» Excerpted passage
_ _ _ _

In July 2006, the FASB also issued Interpretation No. 48, “Accounting for Uncertainty in Income Taxes,” which clarifies the application of SFAS No. 109, “Accounting for Income Taxes,” by defining the minimum threshold that a tax position must meet before any associated benefit may be recognized in a company’s financial statements. In accordance with this guidance, a company may recognize the benefit if management concludes that the tax position, based solely on its technical merits, is “more likely than not” to be sustained upon examination. If such a conclusion is reached, the tax benefit is to be measured as the largest amount of benefit that is greater than 50% likely of being realized upon ultimate settlement. This interpretation also provides guidance on measurement and derecognition of tax benefits, and requires expanded disclosures. The interpretation will be effective at the beginning of the fiscal year beginning after December 15, 2006 (effective January 1, 2007, for Key). Management is currently evaluating the potential effect this guidance may have on Key’s financial condition or results of operations.
13. Contingent Liabilities and Guarantees
Legal Proceedings
Residual value insurance litigation. Key Bank USA obtained two insurance policies from Reliance Insurance Company (“Reliance”) insuring the residual value of certain automobiles leased through Key Bank USA. The two policies (the “Policies”), the “4011 Policy” and the “4019 Policy,” together covered leases entered into during the period from January 1, 1997, to January 1, 2001.

_ _ _ _

» Request
Answer these questions using the excerpt above on tax accounting and contingent liabilities:
1. In what month and year did the FASB issue Interpretation No. 48?
2. On what date does the interpretation take effect for Key?
3. From which company did Key Bank USA obtain the two insurance policies?

» Collected data
_ _ _ _

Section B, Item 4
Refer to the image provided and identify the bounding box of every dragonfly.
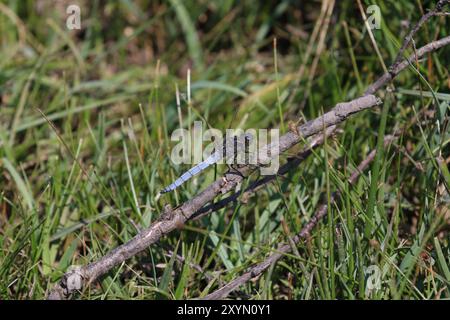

_ _ _ _

» Output
1. July 2006
2. January 1, 2007
3. Reliance Insurance Company